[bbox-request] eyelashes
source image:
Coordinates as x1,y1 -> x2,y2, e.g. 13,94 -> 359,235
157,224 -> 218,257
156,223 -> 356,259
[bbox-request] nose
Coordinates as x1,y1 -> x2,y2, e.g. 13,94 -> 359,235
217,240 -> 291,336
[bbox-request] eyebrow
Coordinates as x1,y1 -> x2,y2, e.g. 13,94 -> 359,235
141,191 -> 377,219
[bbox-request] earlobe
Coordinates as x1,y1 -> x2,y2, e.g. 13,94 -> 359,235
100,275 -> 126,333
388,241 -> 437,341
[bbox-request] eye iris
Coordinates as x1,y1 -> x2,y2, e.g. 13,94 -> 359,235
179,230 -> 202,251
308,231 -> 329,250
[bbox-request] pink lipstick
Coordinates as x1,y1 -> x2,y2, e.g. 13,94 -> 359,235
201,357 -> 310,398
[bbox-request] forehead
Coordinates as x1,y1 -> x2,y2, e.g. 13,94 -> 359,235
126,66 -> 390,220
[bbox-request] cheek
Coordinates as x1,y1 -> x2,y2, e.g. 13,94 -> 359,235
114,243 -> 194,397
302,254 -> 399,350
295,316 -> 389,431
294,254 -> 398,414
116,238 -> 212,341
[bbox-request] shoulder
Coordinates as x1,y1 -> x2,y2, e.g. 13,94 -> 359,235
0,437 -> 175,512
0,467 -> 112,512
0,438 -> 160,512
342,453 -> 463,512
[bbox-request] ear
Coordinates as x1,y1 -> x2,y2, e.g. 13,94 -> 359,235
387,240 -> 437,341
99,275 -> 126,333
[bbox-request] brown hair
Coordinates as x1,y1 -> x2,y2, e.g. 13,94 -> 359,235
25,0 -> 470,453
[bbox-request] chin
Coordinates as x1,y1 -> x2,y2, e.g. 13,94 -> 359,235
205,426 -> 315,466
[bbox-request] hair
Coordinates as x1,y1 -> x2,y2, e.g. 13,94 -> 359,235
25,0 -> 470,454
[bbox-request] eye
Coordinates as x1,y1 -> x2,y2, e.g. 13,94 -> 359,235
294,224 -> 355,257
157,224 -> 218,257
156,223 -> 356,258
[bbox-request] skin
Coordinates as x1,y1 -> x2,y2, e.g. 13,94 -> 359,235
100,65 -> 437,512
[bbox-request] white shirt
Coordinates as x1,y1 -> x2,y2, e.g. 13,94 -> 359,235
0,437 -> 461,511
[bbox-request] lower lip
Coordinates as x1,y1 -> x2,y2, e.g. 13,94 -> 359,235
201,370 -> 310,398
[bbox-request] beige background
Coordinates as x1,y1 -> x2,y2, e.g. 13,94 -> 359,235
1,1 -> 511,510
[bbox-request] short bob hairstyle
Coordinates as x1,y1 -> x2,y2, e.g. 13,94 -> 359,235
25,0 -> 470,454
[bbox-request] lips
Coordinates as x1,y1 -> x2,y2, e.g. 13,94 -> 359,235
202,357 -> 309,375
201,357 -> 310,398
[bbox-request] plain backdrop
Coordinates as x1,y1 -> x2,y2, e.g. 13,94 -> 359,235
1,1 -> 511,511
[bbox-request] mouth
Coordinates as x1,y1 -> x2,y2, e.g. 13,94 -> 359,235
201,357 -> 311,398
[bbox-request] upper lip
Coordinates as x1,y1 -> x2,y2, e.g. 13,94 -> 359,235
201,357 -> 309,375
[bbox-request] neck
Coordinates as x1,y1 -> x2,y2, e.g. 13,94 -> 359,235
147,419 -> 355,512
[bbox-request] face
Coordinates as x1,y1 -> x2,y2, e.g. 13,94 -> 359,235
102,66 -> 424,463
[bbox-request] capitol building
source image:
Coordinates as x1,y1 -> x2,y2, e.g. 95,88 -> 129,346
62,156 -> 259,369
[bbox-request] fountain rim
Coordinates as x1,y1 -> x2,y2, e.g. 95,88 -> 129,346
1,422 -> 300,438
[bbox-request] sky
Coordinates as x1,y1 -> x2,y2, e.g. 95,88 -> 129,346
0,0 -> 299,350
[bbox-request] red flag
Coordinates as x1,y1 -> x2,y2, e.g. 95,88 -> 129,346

------

= EXERCISE =
Everything in the listing should be given again word for word.

= ANSWER AREA =
[bbox-request] eyelashes
source image:
Coordinates as x1,y1 -> x2,y2, e.g. 13,94 -> 359,235
157,224 -> 218,257
156,223 -> 356,259
[bbox-request] nose
Coordinates as x1,y1 -> x2,y2, e.g. 13,94 -> 359,235
217,240 -> 291,336
[bbox-request] eyebrow
Coordinates as x1,y1 -> x2,y2, e.g. 13,94 -> 359,235
141,191 -> 377,219
[bbox-request] earlobe
Coordinates as x1,y1 -> x2,y2, e.g. 13,94 -> 359,235
100,275 -> 126,333
388,241 -> 437,341
[bbox-request] eye iris
Coordinates as x1,y1 -> x2,y2, e.g. 13,94 -> 359,235
179,230 -> 202,251
308,231 -> 329,250
[bbox-request] pink lipstick
Coordinates as x1,y1 -> x2,y2, e.g. 13,94 -> 359,235
201,357 -> 310,398
[bbox-request] forehead
Coordinates as x1,y1 -> x2,y2, e.g. 13,94 -> 359,235
126,66 -> 390,220
[bbox-request] cheek
Coordinates as x1,y1 -> x2,y2, e.g. 13,94 -> 359,235
114,243 -> 194,397
302,254 -> 399,350
295,316 -> 389,431
294,254 -> 398,414
116,238 -> 212,341
[bbox-request] shoulder
Coordinates as x1,y1 -> x2,y2, e.g. 13,94 -> 359,235
0,437 -> 175,512
0,467 -> 112,512
0,438 -> 160,512
342,453 -> 463,512
[bbox-request] ear
Coordinates as x1,y1 -> x2,y2, e.g. 13,94 -> 359,235
387,240 -> 437,341
99,275 -> 126,333
[bbox-request] brown hair
Coordinates as x1,y1 -> x2,y2, e.g. 13,94 -> 359,235
25,0 -> 470,453
[bbox-request] chin
Coordinates as x1,y1 -> x2,y2, e.g. 13,94 -> 359,235
205,426 -> 315,466
[bbox-request] hair
Coordinates as x1,y1 -> x2,y2, e.g. 13,94 -> 359,235
25,0 -> 470,454
[bbox-request] eye
Coordinates as x1,y1 -> x2,y2, e.g. 13,94 -> 359,235
294,224 -> 355,257
157,224 -> 218,257
156,223 -> 356,258
[bbox-request] skin
Coordinates as x1,y1 -> x2,y2, e.g. 13,94 -> 359,235
100,65 -> 437,512
[bbox-request] white shirt
Coordinates as x1,y1 -> x2,y2, e.g. 13,94 -> 359,235
0,437 -> 461,511
[bbox-request] lower lip
Coordinates as x1,y1 -> x2,y2, e.g. 13,94 -> 359,235
201,370 -> 310,398
[bbox-request] beige background
Coordinates as x1,y1 -> x2,y2, e.g. 13,94 -> 359,235
1,1 -> 511,510
[bbox-request] short bob hairstyle
Coordinates as x1,y1 -> x2,y2, e.g. 13,94 -> 359,235
25,0 -> 470,454
[bbox-request] lips
Coordinates as x1,y1 -> x2,y2, e.g. 13,94 -> 359,235
202,357 -> 309,375
201,357 -> 310,398
[bbox-request] plain backdrop
Coordinates as x1,y1 -> x2,y2, e.g. 13,94 -> 359,235
1,1 -> 511,511
[bbox-request] mouth
Coordinates as x1,y1 -> x2,y2, e.g. 13,94 -> 359,235
201,357 -> 311,398
[bbox-request] upper lip
Coordinates as x1,y1 -> x2,y2, e.g. 13,94 -> 359,235
201,357 -> 309,375
[bbox-request] neck
Coordinates as x1,y1 -> x2,y2, e.g. 13,94 -> 359,235
147,419 -> 355,512
[bbox-request] face
Coordinates as x1,y1 -> x2,y2, e.g. 13,94 -> 359,235
102,66 -> 424,463
[bbox-request] capitol building
source image:
Coordinates as x1,y1 -> x2,y2, e.g. 95,88 -> 129,346
62,156 -> 259,369
[bbox-request] fountain rim
Coordinates as x1,y1 -> x2,y2, e.g. 95,88 -> 129,346
1,422 -> 300,438
[bbox-request] sky
Coordinates as x1,y1 -> x2,y2, e.g. 95,88 -> 129,346
0,0 -> 299,350
[bbox-request] red flag
Coordinates as x1,y1 -> x2,y2, e.g. 95,88 -> 129,346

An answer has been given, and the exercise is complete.